=== Section Start ===

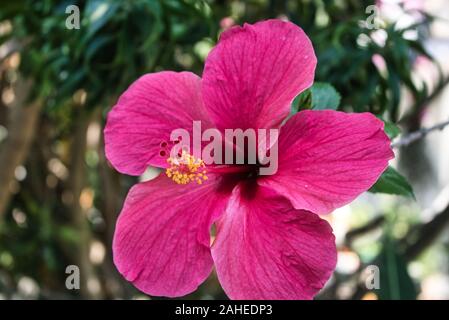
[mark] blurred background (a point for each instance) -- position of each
(59, 197)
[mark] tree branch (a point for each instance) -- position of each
(419, 134)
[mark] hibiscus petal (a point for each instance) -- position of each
(162, 241)
(328, 158)
(266, 249)
(145, 116)
(255, 71)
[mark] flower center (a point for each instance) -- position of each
(186, 168)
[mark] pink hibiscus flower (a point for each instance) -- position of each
(270, 243)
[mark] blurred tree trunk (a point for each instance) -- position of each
(22, 124)
(112, 199)
(89, 283)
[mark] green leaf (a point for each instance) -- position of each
(391, 129)
(392, 182)
(395, 281)
(324, 96)
(301, 102)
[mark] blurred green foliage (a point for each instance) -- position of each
(117, 42)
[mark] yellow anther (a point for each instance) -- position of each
(186, 168)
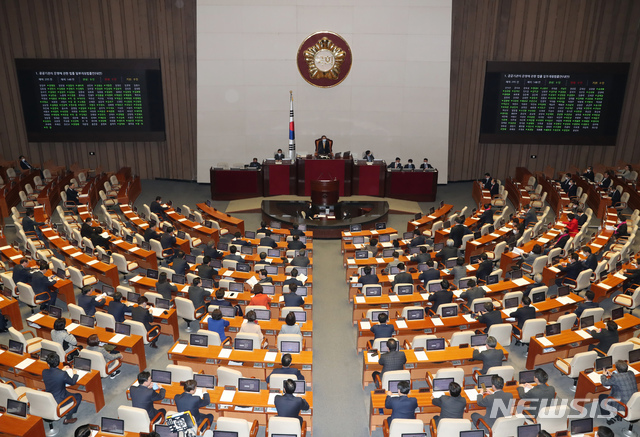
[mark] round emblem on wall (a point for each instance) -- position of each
(324, 59)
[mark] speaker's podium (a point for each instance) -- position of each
(325, 192)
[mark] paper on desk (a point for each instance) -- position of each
(545, 342)
(584, 334)
(224, 353)
(421, 356)
(472, 394)
(25, 363)
(71, 327)
(227, 396)
(270, 357)
(272, 399)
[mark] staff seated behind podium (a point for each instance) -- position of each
(324, 146)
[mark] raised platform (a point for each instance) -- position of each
(287, 213)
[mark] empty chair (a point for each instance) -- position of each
(242, 427)
(137, 419)
(227, 376)
(43, 404)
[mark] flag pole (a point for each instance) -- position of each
(292, 131)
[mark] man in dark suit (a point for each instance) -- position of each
(489, 316)
(442, 296)
(296, 244)
(287, 405)
(278, 156)
(197, 294)
(145, 393)
(402, 407)
(539, 395)
(168, 241)
(86, 230)
(449, 251)
(152, 232)
(459, 231)
(571, 270)
(205, 271)
(421, 257)
(525, 312)
(382, 329)
(452, 406)
(368, 278)
(324, 146)
(485, 268)
(286, 369)
(430, 274)
(142, 314)
(189, 401)
(268, 241)
(116, 308)
(425, 164)
(473, 292)
(43, 284)
(605, 337)
(157, 208)
(89, 303)
(56, 381)
(402, 277)
(395, 164)
(491, 357)
(301, 260)
(495, 400)
(180, 264)
(21, 272)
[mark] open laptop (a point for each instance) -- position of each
(112, 426)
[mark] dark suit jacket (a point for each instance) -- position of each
(289, 405)
(450, 407)
(117, 309)
(89, 304)
(143, 316)
(268, 241)
(20, 274)
(523, 314)
(180, 266)
(490, 358)
(143, 397)
(55, 382)
(440, 297)
(192, 403)
(402, 407)
(369, 279)
(165, 289)
(493, 403)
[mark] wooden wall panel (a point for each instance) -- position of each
(105, 29)
(545, 31)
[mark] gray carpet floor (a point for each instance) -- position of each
(341, 406)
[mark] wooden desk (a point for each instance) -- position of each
(568, 343)
(89, 386)
(208, 359)
(131, 347)
(31, 426)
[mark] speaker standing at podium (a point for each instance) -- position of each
(324, 147)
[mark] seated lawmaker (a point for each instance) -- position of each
(324, 147)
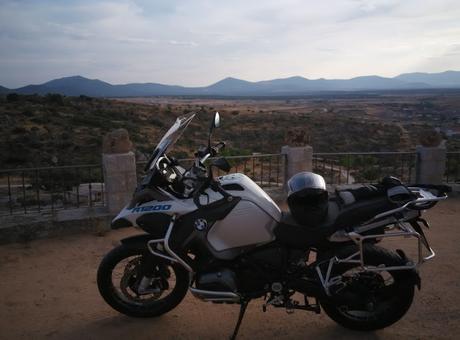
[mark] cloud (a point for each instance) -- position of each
(199, 42)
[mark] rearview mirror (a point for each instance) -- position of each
(222, 164)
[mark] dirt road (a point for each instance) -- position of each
(48, 291)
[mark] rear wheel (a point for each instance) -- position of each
(367, 300)
(138, 284)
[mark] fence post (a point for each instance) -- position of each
(431, 164)
(297, 159)
(119, 164)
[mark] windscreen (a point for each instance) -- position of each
(171, 137)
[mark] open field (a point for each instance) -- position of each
(55, 130)
(48, 291)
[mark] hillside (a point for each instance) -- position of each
(77, 85)
(56, 130)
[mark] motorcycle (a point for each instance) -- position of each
(226, 241)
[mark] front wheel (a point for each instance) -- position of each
(139, 284)
(368, 300)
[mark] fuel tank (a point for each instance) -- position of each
(251, 222)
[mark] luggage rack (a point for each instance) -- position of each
(407, 226)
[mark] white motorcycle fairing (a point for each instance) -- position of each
(251, 222)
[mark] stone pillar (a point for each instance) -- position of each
(299, 158)
(431, 164)
(119, 164)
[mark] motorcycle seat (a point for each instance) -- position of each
(339, 216)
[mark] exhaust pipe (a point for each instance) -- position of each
(214, 296)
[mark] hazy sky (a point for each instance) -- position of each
(199, 42)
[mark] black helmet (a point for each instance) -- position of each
(307, 198)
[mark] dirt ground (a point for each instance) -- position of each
(48, 290)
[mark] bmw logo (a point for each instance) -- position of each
(201, 224)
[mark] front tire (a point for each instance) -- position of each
(118, 282)
(367, 303)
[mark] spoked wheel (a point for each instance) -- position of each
(136, 283)
(367, 300)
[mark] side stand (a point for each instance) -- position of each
(243, 306)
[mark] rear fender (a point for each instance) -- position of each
(413, 274)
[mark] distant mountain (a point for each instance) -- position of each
(443, 79)
(4, 90)
(77, 85)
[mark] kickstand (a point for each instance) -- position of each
(243, 306)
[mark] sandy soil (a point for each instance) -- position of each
(48, 290)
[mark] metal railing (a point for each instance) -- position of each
(452, 174)
(267, 170)
(48, 189)
(364, 167)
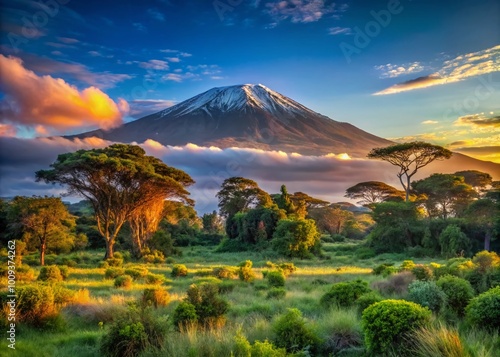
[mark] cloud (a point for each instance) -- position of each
(339, 31)
(298, 11)
(50, 104)
(393, 70)
(454, 70)
(480, 120)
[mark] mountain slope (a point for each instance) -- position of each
(251, 116)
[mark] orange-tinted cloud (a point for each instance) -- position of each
(50, 104)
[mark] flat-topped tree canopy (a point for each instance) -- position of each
(410, 157)
(118, 180)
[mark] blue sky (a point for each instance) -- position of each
(402, 70)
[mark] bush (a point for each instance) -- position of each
(35, 304)
(155, 279)
(179, 270)
(422, 272)
(427, 294)
(458, 292)
(292, 333)
(276, 293)
(245, 272)
(123, 281)
(112, 273)
(184, 315)
(368, 299)
(345, 294)
(386, 323)
(50, 273)
(275, 279)
(156, 297)
(132, 333)
(484, 310)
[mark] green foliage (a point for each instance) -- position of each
(276, 279)
(50, 273)
(427, 294)
(276, 293)
(123, 281)
(458, 292)
(132, 333)
(179, 270)
(184, 315)
(245, 272)
(292, 333)
(422, 272)
(345, 294)
(298, 238)
(155, 297)
(454, 242)
(386, 323)
(484, 310)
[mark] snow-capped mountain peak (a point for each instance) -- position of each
(236, 98)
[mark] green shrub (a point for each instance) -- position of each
(276, 293)
(155, 297)
(275, 279)
(123, 281)
(345, 294)
(427, 294)
(458, 292)
(245, 272)
(266, 349)
(422, 272)
(112, 273)
(386, 323)
(155, 279)
(484, 310)
(368, 299)
(292, 333)
(184, 315)
(179, 270)
(50, 273)
(35, 304)
(132, 333)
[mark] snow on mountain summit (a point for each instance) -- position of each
(239, 97)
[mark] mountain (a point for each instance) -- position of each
(250, 116)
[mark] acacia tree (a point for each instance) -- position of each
(371, 192)
(43, 219)
(410, 157)
(118, 181)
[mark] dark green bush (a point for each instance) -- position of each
(427, 294)
(132, 333)
(123, 281)
(386, 323)
(155, 297)
(484, 310)
(50, 273)
(458, 292)
(179, 270)
(292, 333)
(345, 294)
(276, 293)
(275, 279)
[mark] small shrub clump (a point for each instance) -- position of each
(345, 294)
(427, 294)
(458, 292)
(386, 323)
(50, 273)
(484, 310)
(179, 270)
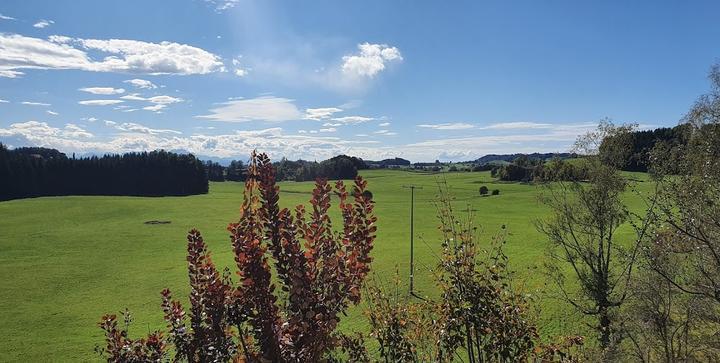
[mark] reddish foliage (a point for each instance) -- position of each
(318, 277)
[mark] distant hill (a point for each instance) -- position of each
(387, 163)
(510, 157)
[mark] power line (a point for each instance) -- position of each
(412, 188)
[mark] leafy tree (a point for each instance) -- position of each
(319, 271)
(33, 172)
(683, 253)
(235, 171)
(215, 171)
(582, 231)
(479, 313)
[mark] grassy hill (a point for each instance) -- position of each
(67, 260)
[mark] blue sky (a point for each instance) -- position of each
(423, 80)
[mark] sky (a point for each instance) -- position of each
(422, 80)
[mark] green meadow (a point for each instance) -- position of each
(65, 261)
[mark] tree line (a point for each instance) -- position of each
(34, 172)
(648, 296)
(336, 168)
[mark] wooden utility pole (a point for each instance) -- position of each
(412, 234)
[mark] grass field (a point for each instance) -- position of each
(65, 261)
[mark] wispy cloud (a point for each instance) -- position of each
(516, 125)
(448, 126)
(29, 103)
(141, 83)
(100, 102)
(352, 120)
(102, 90)
(321, 113)
(370, 60)
(126, 56)
(43, 24)
(264, 108)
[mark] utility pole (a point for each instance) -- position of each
(412, 234)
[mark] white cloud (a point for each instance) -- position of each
(133, 97)
(154, 108)
(370, 61)
(19, 52)
(516, 125)
(320, 113)
(102, 90)
(264, 108)
(222, 5)
(75, 131)
(100, 102)
(35, 103)
(10, 74)
(240, 71)
(42, 134)
(353, 120)
(141, 83)
(133, 127)
(448, 126)
(164, 100)
(43, 24)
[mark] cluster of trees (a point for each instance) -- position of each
(654, 297)
(321, 272)
(650, 297)
(34, 172)
(641, 143)
(526, 169)
(388, 163)
(336, 168)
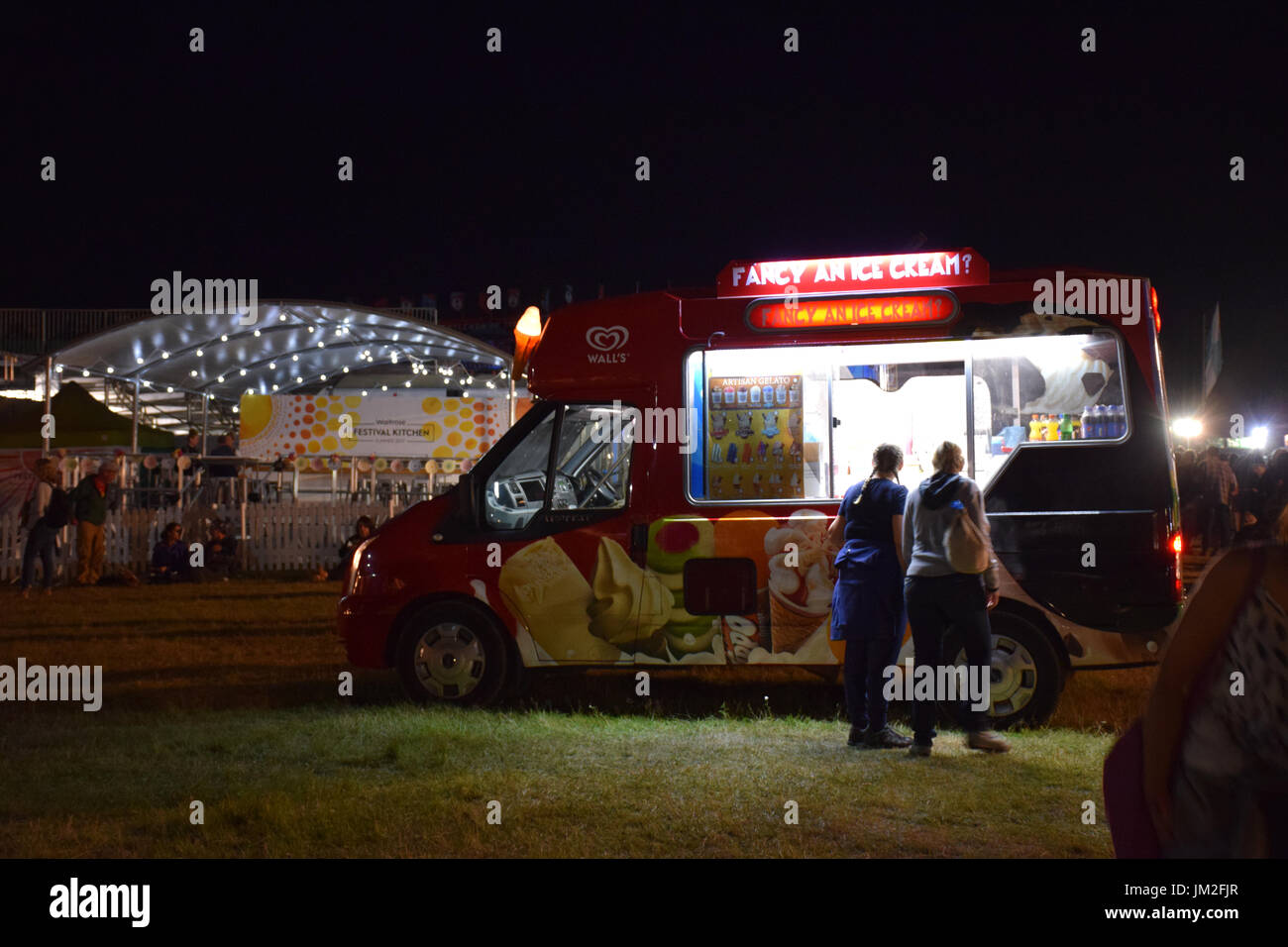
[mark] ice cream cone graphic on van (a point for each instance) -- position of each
(800, 579)
(671, 543)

=== Section End ===

▸ WHAT THE TASK ASKS
Output each line of the listing above, word for word, from the one holding "[mark] grass field" through the last line, both included; omit the pictures.

▸ WRITTEN RESPONSE
[mark] grass field (a point for each instance) -- position of each
(65, 261)
[mark] wispy cloud (a point for each instance) -- position of each
(516, 125)
(448, 126)
(29, 103)
(141, 83)
(100, 102)
(352, 120)
(102, 90)
(321, 113)
(370, 60)
(126, 56)
(43, 24)
(264, 108)
[mark] utility pole (a point for each instance) -- position of each
(412, 234)
[mark] white cloud (a point for each instance) -- position of each
(133, 97)
(154, 108)
(370, 61)
(19, 52)
(516, 125)
(320, 113)
(102, 90)
(264, 108)
(222, 5)
(75, 131)
(100, 102)
(35, 103)
(10, 74)
(240, 71)
(42, 134)
(353, 120)
(141, 83)
(133, 127)
(448, 126)
(164, 100)
(43, 24)
[mark] cluster of trees (a point for each instance) -- position of each
(654, 297)
(321, 272)
(650, 297)
(34, 172)
(641, 143)
(526, 169)
(388, 163)
(336, 168)
[mark] ice cream cone graphic on van (a point for each instance) -- position of each
(800, 579)
(671, 543)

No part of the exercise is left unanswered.